(Document passage)

On Monday we spoke with Lisa Teesch-Maguire, a prosecutor on the Aurora theater shooting trial. She's leading a group of advocates who are helping victims testify this week in the final sentencing phase of James Holmes. She says the path to recovery for victims can be long and uncertain.

"Every survivor's different and their process of recovery is different. For many victims and survivors they didn't take the opportunity to immediately go to counseling or therapy particularly because we're talking about people who went to a midnight movie that was batman which generally puts you in the young male age range," Teesch-Maguire said. "And generally young males don't think it's appropriate for them to go to therapy of counseling. They think they can be strong and that they can overcome whatever happened to them."

Ernest Duff, the program director of the "Aurora Strong Resilience Center," sent an email telling us the center offers free help for victims and their families -- and any others who need support. It opened in July. Visit the center's website by clicking here.

Our interview of a 9 year old budding lemonade baron from Broomfield struck a chord with listeners. Jack Bonneau runs four lemonade stands -- called Jack's Stands at farmer's markets in Westminster, Erie, Lafayette and Louisville. He mans one of them. The others are staffed by other kids who share in the profits with Bonneau. Here's his advice to kids who want to start their own businesses.

"Have fun doing it, make sure it's something you really want to do and you're passionate about," Bonneau told Colorado Matters. "Also just make sure you're really going to be committed to it, not just leave it go and make someone else work for it. Make sure you're going to be committed to it for all your life and just have fun doing it!"

That prompted this Facebook response from Diana Mageehon of Roseburg, Oregon: "I hope you make a gazillion dollars and can buy out Donald Trump!!!"

Finally, Chad Robinson of Aurora called us to weigh in on our conversation with Dr. Alan Altman, who helped get federal approval for the first drug to treat Hypoactive Sexual Desire Disorder or HSDD in women. The drug, Addyi, is being touted as "pink Viagra" and Altman is on the advisory board for Sprout Pharmaceuticals, which makes it.

"In my opinion, because I am no professional in this area, is pharmaceuticals come up with this disorder, that disorder, all these different disorders with a fancy name to it and then they give out a pill and they make lots of money on the pill," Robinson says. "I don't think women's low sex drive needs to be handled by a pill. A lot of those issues -- as a masters in psychology -- can be treated through therapy and don't need a drug. But they don't talk about it because they don't make money on that."

We looked into the issue some more, and found that HSDD first made an appearance in the revised version of the third "Diagnostic and Statistical Manual of Mental Disorders" -- published by the American Psychiatric Association -- in 1987. Altman also mentioned that therapy is always recommended where HSDD is concerned and that accompanies any prescription of the drug.

(End Document passage)
(Study material)

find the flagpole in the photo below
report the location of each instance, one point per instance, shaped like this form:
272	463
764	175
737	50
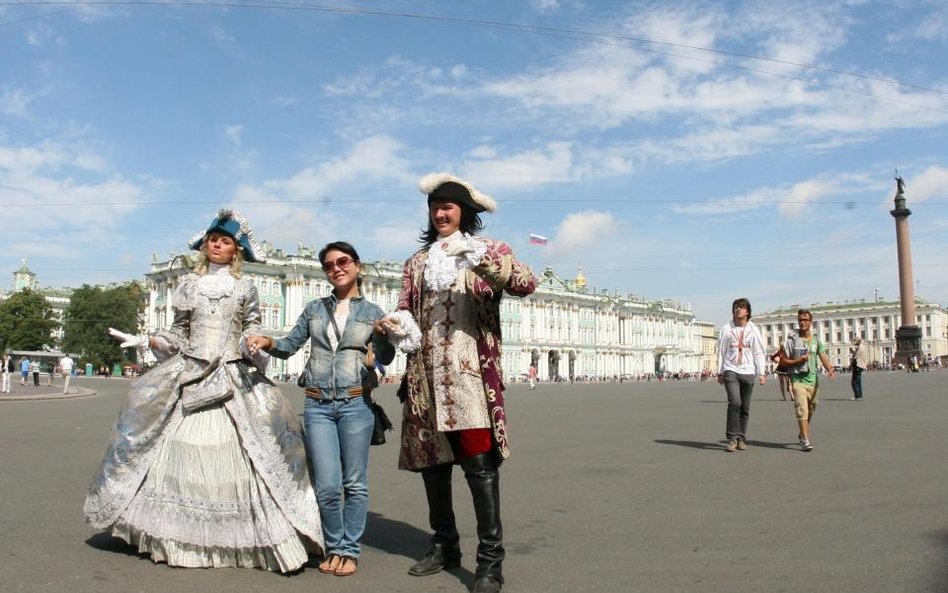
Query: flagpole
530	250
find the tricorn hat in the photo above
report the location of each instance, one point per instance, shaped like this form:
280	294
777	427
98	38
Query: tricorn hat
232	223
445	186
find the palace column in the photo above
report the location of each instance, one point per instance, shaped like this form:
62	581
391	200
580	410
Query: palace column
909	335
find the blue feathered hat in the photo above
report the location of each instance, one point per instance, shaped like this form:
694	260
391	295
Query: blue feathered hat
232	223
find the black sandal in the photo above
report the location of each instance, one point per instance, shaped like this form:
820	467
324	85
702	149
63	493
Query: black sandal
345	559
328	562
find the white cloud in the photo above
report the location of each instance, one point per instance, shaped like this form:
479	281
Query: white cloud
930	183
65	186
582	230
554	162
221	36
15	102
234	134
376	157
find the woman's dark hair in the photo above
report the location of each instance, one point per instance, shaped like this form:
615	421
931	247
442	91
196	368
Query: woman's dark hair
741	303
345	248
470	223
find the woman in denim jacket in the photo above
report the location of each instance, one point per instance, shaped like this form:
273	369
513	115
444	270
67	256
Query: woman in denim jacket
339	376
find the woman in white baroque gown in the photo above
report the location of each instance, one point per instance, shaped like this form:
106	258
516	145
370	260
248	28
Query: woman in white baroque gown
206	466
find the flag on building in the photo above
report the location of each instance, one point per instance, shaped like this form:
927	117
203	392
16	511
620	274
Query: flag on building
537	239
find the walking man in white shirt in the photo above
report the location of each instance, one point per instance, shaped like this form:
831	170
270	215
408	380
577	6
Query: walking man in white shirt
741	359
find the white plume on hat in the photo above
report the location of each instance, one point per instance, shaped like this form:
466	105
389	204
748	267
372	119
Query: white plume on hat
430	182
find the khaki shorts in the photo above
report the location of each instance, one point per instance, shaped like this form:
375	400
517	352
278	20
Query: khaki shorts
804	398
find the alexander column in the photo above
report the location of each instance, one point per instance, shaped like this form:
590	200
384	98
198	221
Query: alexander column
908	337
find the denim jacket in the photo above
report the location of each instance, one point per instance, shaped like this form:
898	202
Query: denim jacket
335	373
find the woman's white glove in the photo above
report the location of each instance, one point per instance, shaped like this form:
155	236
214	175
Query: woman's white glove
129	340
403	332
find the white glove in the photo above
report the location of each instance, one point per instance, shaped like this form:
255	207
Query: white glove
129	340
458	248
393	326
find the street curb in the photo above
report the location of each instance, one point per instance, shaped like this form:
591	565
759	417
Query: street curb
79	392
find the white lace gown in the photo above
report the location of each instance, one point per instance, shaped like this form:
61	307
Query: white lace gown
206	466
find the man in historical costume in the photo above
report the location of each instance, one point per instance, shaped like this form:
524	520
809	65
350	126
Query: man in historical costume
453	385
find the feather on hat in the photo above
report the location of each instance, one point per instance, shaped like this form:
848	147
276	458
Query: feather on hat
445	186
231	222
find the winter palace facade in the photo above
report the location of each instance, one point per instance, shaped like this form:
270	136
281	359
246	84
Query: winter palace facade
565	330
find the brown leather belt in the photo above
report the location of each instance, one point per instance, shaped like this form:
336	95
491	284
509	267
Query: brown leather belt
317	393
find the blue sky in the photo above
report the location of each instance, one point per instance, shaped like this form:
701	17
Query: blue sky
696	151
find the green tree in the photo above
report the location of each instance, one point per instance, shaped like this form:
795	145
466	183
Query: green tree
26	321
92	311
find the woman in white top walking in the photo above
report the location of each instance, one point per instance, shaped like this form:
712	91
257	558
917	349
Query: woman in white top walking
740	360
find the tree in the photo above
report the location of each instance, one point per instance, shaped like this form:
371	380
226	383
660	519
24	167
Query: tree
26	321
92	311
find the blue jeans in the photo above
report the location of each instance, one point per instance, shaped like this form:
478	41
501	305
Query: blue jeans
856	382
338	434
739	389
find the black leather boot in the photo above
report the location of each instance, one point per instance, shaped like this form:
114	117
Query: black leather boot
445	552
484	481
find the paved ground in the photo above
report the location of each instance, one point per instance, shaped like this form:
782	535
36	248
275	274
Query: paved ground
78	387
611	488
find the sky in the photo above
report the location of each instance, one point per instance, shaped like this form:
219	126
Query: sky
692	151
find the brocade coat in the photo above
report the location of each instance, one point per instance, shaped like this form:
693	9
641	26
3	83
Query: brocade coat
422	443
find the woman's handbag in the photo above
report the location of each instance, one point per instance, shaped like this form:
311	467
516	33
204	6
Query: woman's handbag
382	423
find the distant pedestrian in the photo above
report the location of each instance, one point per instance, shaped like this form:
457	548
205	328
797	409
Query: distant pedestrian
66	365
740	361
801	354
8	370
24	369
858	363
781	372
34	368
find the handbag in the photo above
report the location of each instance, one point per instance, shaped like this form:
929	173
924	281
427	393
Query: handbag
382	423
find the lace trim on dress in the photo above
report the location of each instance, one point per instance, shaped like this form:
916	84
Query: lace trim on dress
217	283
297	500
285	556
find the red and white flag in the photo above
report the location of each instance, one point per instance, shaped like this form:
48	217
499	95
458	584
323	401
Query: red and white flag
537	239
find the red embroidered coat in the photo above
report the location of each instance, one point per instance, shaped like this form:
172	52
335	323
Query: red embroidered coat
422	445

(End Study material)

● **Requirement**: In the listener-feedback text above, reproduce the part that opens with the words "Our interview of" and closes with "their own businesses.".

● **Answer area**:
Our interview of a 9 year old budding lemonade baron from Broomfield struck a chord with listeners. Jack Bonneau runs four lemonade stands -- called Jack's Stands at farmer's markets in Westminster, Erie, Lafayette and Louisville. He mans one of them. The others are staffed by other kids who share in the profits with Bonneau. Here's his advice to kids who want to start their own businesses.